Problem a:
Translate into Spanish this sentence from the passage on rendition flight data: "Elsewhere, flight data analysis has provided important corroborating evidence of secret detention facilities at a particular location."

Source passage:
•••
Tracking rendition aircraft can play a crucial role in seeking accountability for the multiple and systematic human rights abuses which resulted from the RDI programme. Rendition operations leave traces in the data which, especially in combination, may indicate complicity in enforced disappearance, secret detention and torture. Such traces can include repeated landings at particular airports; landings at locations which cannot be explained, geographically, as simple refuelling points midway through longer journeys; landings immediately before or after landings at known secret prison locations; landings at the same time and place as known rendition aircraft; landings as part of a documented contract which also encompasses proven rendition operations; and landings accompanied by the use of diversionary tactics used elsewhere for documented rendition operations. This type of analysis can suggest locations for secret prisons, as well as subsidiary (but nevertheless vital) nodes in the RDI programme, such as refuelling points and rest and relaxation locations for rendition teams.67
In some cases, such analysis has provided the first indications of secret prison locations, which have then been confirmed through further investigation.68
Elsewhere, flight data analysis has provided important corroborating evidence of secret detention facilities at a particular location.69
Establishing the locations of secret prisons in the network is an important investigative step, and underpins many efforts to ensure accountability. The analysis of flight data is at its most compelling, however, when triangulated with a range of other sources which identify those held within the programme, and the treatment to which they were subjected. Important sources in this regard include numerous first-hand accounts by those held within the programme and subsequently released,70
as well as the testimonies taken by the ICRC from 14 ‘high-value detainees’ in Guantánamo Bay, all of whom had been through the CIA’s detention programme.71
Such testimonies often give detailed chronological accounts of detentions and mistreatment. However, in themselves they are insufficient to constitute strong evidence as to where the detention and treatment occurred, since prisoners were often unaware of where they were, or could only make deductions from ambiguous phenomena such as weather conditions, guards’ language, food, and external noise. Two other types of evidence supplement these accounts. Declassified US government documents, such as the SSCI report, the 2004 report by the CIA’s Inspector General into treatment carried out in the early stages of the programme up to October 2003 (hereafter the ‘IG report’), and a set of official memoranda describing the detention and treatment regimes within the programme, together provide a detailed (although by no means complete) account of who was held in the black sites and how they were treated.72
However, key details (such as locations) are redacted throughout these documents. For example, in the SSCI report each black site is referred to by a pseudonym, such as BLUE, GREEN, COBALT (which bears no relation to the operational names given by the CIA), while all information which could identify the countries in which they were located has been redacted. In addition to these official documents, selected journalists have been granted unattributed comments by particular CIA officials concerning the exact whereabouts of particular individuals.73
Such briefings have often provided important indicators, but of course are uncorroborated. Moreover, the SSCI report found that the CIA in many cases provided information to selected journalists as part of a coordinated attempt to ‘shape’ press reporting of the programme, often through the leaking of inaccurate information.74
The veracity of all these sources can be tested, and in some cases strengthened, by cross-referencing them with flight data. Flight data analysis of the sort described in this article provides falsifiable evidence which can corroborate inferences from government redactions, testimony of prisoners and unattributed statements of officials. In this way it has been possible to name several prisoners held together in Poland in 2002–2003, and tie accounts of their individual abuse to their time in that country. Thus, it can be established with a very high degree of certainty that the first rendition flight into Poland, from Bangkok to Szymany in December 2002, had Abu Zubaydah and Abd al-Rahim al-Nashiri on board. The SSCI report states that ‘in December 2002, when DETENTION SITE GREEN was closed, al-Nashiri and Abu Zubaydah were rendered to DETENTION SITE BLUE’.75
A careful reading of two further US government documents, each of which has been partially declassified (but with differing information left un-redacted in each case) reveals the exact day of the transfer (4 December 2002) and the fact that the two men were transferred together from one location to another.76
Flight data documents only one possible transfer by a rendition aircraft between known sites on that day, namely the trip by N63MU from Thailand to Poland.
•••
Problem b:
Scale the listing from its first line to the line with "(548, 1166)", both ends included, and write out all of those lines again, requests included. Multiply every answer coordinate by 1.55 and round to whole numbers with halves rounded up, and leave the pictures out.
•••
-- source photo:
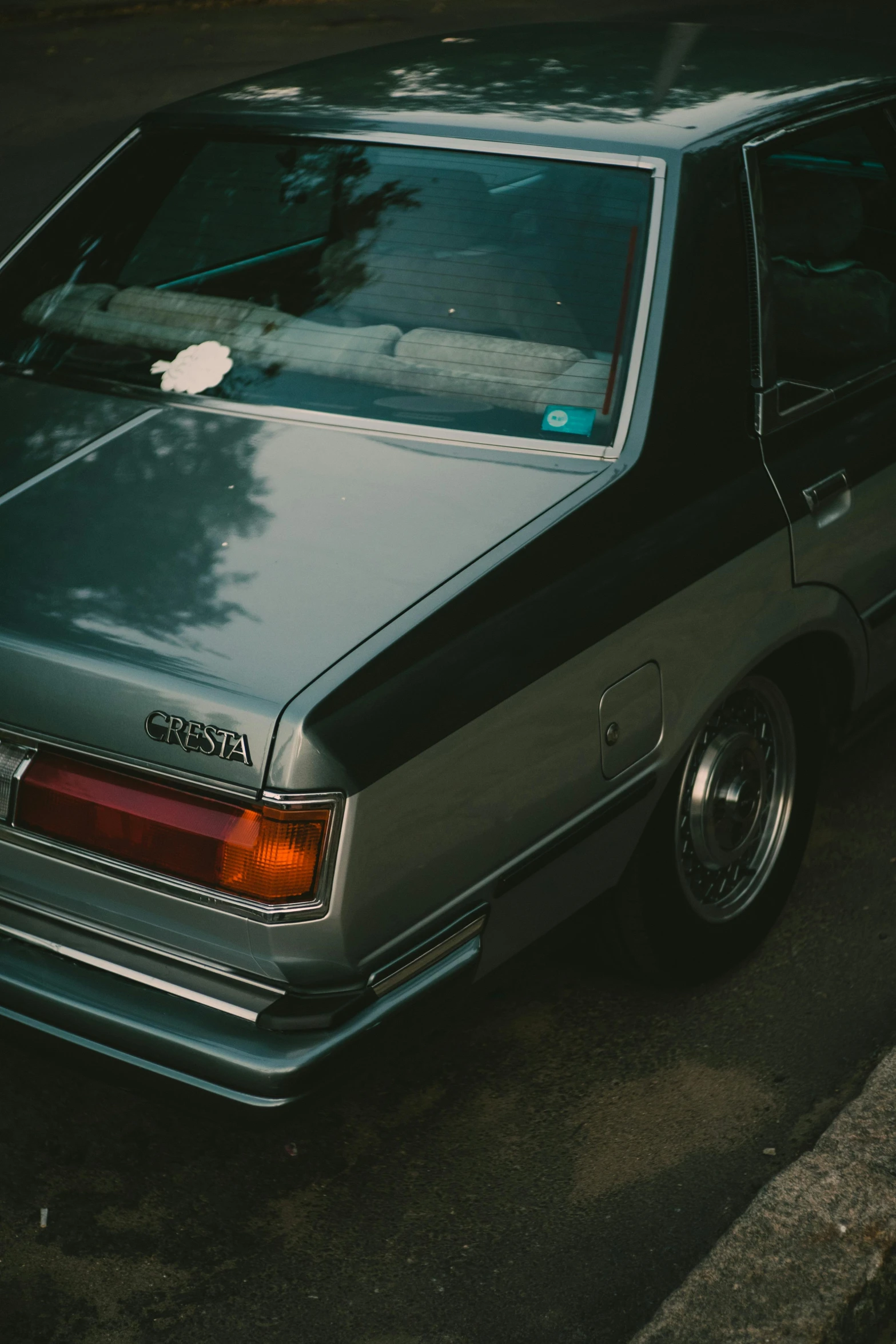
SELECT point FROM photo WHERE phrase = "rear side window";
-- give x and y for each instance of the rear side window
(831, 240)
(495, 293)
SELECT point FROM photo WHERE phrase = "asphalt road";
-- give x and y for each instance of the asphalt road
(548, 1166)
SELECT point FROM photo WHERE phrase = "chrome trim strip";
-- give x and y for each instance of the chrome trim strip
(81, 452)
(843, 109)
(189, 960)
(63, 201)
(656, 167)
(207, 785)
(491, 147)
(129, 973)
(14, 784)
(149, 1065)
(14, 762)
(428, 959)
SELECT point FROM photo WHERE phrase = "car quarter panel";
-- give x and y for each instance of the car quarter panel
(477, 733)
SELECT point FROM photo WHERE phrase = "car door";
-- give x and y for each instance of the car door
(824, 213)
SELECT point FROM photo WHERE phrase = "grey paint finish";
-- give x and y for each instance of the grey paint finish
(42, 424)
(631, 717)
(212, 566)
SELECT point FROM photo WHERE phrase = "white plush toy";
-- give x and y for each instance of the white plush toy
(194, 369)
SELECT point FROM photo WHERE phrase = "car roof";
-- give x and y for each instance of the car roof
(626, 86)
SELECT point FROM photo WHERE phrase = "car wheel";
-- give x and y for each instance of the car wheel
(723, 847)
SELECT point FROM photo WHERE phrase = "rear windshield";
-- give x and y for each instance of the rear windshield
(491, 293)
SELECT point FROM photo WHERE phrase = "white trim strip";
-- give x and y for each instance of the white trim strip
(81, 452)
(67, 195)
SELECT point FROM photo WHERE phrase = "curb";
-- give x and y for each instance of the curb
(812, 1258)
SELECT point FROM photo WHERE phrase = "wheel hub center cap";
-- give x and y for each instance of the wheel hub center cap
(728, 796)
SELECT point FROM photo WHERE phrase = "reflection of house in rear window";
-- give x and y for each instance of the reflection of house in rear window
(479, 292)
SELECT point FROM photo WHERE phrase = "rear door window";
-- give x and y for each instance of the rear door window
(831, 240)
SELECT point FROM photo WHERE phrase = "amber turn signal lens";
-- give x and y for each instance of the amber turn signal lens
(260, 854)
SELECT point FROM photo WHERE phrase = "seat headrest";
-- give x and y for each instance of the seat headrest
(810, 216)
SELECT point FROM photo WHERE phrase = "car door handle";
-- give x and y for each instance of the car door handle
(822, 492)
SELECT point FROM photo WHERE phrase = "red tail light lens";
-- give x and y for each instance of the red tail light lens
(260, 854)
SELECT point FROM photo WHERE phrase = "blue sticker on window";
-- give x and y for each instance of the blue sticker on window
(568, 420)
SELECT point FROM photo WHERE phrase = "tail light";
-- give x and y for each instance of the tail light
(269, 855)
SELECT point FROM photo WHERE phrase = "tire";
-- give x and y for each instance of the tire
(722, 850)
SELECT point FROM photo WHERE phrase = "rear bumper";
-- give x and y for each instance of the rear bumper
(189, 1042)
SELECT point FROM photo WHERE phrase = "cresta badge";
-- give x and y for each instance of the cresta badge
(198, 737)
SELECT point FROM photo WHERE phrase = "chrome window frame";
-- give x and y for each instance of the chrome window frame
(767, 413)
(398, 429)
•••
Written reply a:
En otros casos, el análisis de los datos de vuelo ha aportado importantes pruebas corroborativas de instalaciones de detención secretas en un lugar determinado.

Written reply b:
-- source photo:
SELECT point FROM photo WHERE phrase = "rear side window";
-- give x and y for each instance of the rear side window
(1288, 372)
(767, 454)
SELECT point FROM photo WHERE phrase = "asphalt road";
-- give x and y for each instance of the asphalt road
(849, 1807)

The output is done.